(Coordinate labeling data)
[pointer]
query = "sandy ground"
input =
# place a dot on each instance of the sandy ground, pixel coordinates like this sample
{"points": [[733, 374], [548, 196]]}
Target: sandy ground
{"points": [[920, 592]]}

** INSTRUCTION **
Lay out each line of the listing above as a JSON list of strings, one string per line, and leave out any blank lines.

** EXERCISE RESPONSE **
[
  "[pointer]",
  "query = \"sandy ground\"",
  "input =",
  "# place a dot on each instance of the sandy ground, pixel coordinates like this sample",
  "{\"points\": [[733, 374], [548, 196]]}",
  "Target: sandy ground",
  "{\"points\": [[920, 592]]}"
]